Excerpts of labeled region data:
= = = = = = =

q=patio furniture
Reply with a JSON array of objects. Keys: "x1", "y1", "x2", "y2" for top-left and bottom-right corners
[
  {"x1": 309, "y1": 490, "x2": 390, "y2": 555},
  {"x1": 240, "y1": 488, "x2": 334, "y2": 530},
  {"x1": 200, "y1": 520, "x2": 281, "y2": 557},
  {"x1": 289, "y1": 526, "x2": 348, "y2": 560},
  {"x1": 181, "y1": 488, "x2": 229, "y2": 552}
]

= = = = = = =

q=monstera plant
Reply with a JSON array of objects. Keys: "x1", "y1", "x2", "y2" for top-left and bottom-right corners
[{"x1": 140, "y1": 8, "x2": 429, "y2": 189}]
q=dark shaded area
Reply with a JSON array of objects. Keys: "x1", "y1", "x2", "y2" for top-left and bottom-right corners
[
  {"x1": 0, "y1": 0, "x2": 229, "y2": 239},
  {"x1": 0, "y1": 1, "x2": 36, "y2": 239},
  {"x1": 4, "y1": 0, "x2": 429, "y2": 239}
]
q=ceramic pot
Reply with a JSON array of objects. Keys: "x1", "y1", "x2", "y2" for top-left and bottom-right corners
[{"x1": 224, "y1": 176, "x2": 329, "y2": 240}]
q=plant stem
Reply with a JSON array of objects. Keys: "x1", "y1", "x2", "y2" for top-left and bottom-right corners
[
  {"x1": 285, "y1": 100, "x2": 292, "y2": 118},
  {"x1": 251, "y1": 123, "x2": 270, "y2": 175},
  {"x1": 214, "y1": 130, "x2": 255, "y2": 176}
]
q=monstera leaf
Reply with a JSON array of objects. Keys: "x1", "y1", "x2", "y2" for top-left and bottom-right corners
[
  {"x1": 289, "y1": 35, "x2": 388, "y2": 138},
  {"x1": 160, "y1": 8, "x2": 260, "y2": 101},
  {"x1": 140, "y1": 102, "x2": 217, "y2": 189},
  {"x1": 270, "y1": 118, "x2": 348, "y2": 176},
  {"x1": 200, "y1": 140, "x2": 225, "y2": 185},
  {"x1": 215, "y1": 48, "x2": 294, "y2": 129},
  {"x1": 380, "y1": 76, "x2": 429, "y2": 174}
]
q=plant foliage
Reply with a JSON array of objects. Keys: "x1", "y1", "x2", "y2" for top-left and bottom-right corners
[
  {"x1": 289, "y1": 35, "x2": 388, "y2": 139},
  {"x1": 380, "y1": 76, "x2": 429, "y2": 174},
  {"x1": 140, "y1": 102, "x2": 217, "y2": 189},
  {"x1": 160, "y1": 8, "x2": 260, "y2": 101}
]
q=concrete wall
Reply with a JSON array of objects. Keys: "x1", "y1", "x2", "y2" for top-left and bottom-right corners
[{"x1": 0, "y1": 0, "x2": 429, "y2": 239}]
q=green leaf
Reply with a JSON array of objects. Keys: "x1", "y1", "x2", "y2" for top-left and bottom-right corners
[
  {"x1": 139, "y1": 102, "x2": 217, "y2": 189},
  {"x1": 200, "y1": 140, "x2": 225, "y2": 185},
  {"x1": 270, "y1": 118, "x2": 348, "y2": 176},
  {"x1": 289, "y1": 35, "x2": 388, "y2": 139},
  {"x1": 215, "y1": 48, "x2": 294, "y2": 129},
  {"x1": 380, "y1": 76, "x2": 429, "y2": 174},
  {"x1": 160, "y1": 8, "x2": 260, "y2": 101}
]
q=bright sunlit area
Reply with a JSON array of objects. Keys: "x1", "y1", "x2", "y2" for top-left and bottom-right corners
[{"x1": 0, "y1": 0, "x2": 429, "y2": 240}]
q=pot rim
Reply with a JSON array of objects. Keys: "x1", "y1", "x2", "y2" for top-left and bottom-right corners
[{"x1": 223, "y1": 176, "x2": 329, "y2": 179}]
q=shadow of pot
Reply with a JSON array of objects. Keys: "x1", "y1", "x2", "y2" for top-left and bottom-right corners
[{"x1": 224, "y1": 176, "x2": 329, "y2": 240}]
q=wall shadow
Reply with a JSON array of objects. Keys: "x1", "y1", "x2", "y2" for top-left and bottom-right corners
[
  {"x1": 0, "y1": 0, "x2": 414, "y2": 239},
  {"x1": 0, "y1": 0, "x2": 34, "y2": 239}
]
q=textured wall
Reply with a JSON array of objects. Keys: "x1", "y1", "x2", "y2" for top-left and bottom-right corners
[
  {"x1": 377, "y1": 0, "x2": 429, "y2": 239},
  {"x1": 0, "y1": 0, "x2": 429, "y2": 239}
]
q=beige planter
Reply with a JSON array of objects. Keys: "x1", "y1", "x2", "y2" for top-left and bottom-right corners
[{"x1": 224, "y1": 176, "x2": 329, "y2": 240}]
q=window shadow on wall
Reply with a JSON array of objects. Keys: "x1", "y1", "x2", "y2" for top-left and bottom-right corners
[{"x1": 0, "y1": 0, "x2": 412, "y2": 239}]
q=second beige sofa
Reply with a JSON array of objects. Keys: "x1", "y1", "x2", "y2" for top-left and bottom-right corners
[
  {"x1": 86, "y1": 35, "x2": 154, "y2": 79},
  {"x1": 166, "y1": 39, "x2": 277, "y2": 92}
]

= = = = = = =

What you will do: List every line of the items that contains the word "area".

Answer to this exercise:
q=dark shaded area
q=bright sunlit area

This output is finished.